■ **ЗАДАНИЯ**:
a - Кратко перескажите абзац фрагмента о крещении Ольги, который начинается словами «Древнерусское летописание, развивавшее иное». Сохраните его главные факты.
b - Ответьте по фрагменту о крещении Ольги на три вопроса:
(i) Кому принадлежит выражение «принять свет в самом источнике его»?
(ii) Как звали священника, который участвовал в посольстве Ольги в Константинополь?
(iii) Какую толпу людей привёл к киевскому князю «варяг» Шимон в XII веке?

■ **ФРАГМЕНТ ТЕКСТА**:
※ ※ ※

Достаточно вспомнить описание Константином Багрянородным тех многочисленных препятствий и напастей, которые подстерегали русов в их «мучительном и страшном, невыносимом и тяжком плавании» в Константинополь, чтобы отбросить всякие сомнения в том, что Ольга прибыла на берега Босфора не праздной путешественницей, а с заранее обдуманным намерением «принять свет в самом источнике его», по несколько цветистому выражению митрополита Макария. Никакие другие резоны, в том числе и подчеркиваемое некоторыми историками стремление Ольги установить более тесные отношения с Византией (см., напр.: Левченко М.В. Очерки по истории русско-византийских отношений. М., 1956. С. 217, 229, 231), сами по себе не оправдывали дорожного риска и, главное, не требовали ее личного присутствия в Константинополе, поскольку все насущные вопросы русско-византийских отношений традиционно улаживались обеими сторонами через обмен посольствами.

Древнерусское летописание, развивавшее иное, отличное от «несторовского», историографическое направление, сохранило свидетельство того, что решение Ольги принять христианство созрело в Киеве. В. Н. Татищев, опираясь на свой источник (летопись епископа Симона), писал: «Ольга, владея со сыном и научена бывши от презвитер [священников], сусчих в Киеве, вере Христове, но кресчения народа ради преяти не можаши. Сего ради иде с верными вельможи ко Царюграду…». Благодаря Константину Багрянородному мы даже знаем имя одного из этих «пресвитеров», которые «научили» Ольгу, или, другими словами, приобщили ее к разряду «оглашенных» или «просвещаемых» (то есть воспринявших христианское учение и готовящихся к таинству крещения). Это отец Григорий, участник Ольгиного посольства в Константинополь, сопровождавший княгиню во время приемов у императора.

Но кто они такие, эти «пресвитеры, сущие в Киеве»? Показание Татищева вроде бы дает основание причислить их к местному духовенству — священнослужителям соборной церкви Святого Ильи или какого-то другого киевского храма. Однако если мы присмотримся к положению священника Григория в Ольгиной свите, то увидим, что он включен в большую княжескую «семью» (императорские дары уравнивают его с «прислужницами» Ольги). Статус «княжеского» священника свидетельствует против его принадлежности к приходскому духовенству Киева (летопись знает таких княжьих «попов», не подчинявшихся высшим церковным властям). И здесь нужно признать справедливой мысль Х. Фризе, который, сличив известия русских и моравских летописей, заключил, что, вероятнее всего, «первое основание обращению Ольги в христианство было положено бежавшим из Моравии в Россию князем Олегом II и сопутствовавшим ему духовенством…» (Фризе Хр.Ф. История польской церкви. Т. I. Варшава, 1895. С. 45). По сведениям моравских летописей, она поручила ему командовать войсками, то есть сделала воеводой. Обыкновенно знатные лица, искавшие покровительства на стороне, поступали на службу вместе со всеми своими людьми; так, в XII в. именитый «варяг» Шимон привел к киевскому князю трехтысячную толпу воинов, слуг и прочей домашней челяди. Несомненно, что и Олег II Моравский прибыл в Киев во главе сильной дружины и в сопровождении большого количества своих домочадцев. Среди последних конечно же должны были находиться и княжеско-дружинные священники, духовно окормлявшие самого Олега и его людей, — как надо полагать, большей частью христиан из Моравии и Карпатской Руси. Эти «пресвитеры», по-видимому постоянно бывавшие на княжьем дворе вместе с Олегом, действительно могли расположить сердце Ольги к христианству в его «русском» (кирилло-мефодиевском) варианте.

※ ※ ※

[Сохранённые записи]
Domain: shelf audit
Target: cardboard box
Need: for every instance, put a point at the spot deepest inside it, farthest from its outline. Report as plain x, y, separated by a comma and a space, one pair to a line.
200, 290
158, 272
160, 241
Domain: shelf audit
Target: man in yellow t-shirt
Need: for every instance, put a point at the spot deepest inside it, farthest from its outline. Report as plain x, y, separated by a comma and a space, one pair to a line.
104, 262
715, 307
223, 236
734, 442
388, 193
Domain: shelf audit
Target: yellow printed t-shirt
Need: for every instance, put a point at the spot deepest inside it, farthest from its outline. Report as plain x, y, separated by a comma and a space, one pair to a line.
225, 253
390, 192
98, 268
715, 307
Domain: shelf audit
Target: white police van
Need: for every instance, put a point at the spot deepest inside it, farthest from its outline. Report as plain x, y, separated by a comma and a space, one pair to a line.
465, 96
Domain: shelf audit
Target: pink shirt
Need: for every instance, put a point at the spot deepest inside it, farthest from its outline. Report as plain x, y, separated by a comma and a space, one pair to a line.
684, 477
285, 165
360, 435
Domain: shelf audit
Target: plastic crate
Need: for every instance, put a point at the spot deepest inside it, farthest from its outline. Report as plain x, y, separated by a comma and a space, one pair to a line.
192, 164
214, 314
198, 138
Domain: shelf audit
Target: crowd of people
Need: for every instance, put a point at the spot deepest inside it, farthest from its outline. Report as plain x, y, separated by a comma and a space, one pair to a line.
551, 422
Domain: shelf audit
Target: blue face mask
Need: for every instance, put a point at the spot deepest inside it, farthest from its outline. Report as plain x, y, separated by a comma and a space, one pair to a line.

※ ※ ※

■ **ОТВЕТЫ К ЗАДАНИЯМ**:
a - Древнерусская летописная традиция, отличная от «несторовской», сохранила свидетельство о том, что Ольга решила принять христианство ещё в Киеве. Татищев, опираясь на летопись епископа Симона, писал: киевские пресвитеры научили Ольгу христианской вере, но ради народа она не могла креститься и поэтому отправилась в Царьград с верными вельможами. Имя одного из этих пресвитеров известно благодаря Константину Багрянородному. Это отец Григорий, участник Ольгиного посольства в Константинополь, сопровождавший княгиню на приёмах у императора.

b -
(i) Митрополиту Макарию.
(ii) Отец Григорий.
(iii) Трёхтысячную толпу воинов, слуг и прочей домашней челяди.